── Records shown ──
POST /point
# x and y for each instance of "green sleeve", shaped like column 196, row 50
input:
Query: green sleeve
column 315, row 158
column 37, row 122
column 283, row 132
───
── Records shown ──
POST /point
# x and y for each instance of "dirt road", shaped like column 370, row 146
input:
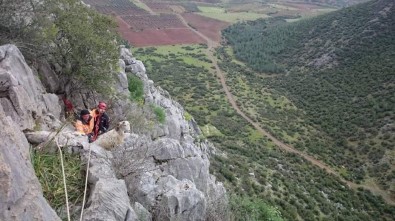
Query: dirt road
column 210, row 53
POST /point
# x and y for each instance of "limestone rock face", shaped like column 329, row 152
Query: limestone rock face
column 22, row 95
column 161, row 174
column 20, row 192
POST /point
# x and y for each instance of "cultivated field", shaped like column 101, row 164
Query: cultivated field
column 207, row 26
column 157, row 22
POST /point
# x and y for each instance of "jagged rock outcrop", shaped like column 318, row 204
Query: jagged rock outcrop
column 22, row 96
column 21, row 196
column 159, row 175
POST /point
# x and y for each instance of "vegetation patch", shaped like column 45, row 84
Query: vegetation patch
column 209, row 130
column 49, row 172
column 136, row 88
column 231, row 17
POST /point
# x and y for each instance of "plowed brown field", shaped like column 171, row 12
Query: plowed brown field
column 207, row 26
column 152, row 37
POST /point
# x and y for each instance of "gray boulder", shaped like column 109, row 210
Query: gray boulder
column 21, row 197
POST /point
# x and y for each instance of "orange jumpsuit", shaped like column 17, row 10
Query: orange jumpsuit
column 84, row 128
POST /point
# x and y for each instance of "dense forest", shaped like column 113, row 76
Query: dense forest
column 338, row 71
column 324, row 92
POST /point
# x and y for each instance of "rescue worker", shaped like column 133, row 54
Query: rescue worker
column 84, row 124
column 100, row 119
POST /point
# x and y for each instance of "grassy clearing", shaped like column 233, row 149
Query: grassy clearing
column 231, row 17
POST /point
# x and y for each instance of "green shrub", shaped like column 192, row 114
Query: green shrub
───
● Directions for this task
Scan the records for the word "shrub". Copy each line where it turns up.

● Answer box
# x and y for each instance of "green shrub", shaped like column 192, row 114
Query: green shrub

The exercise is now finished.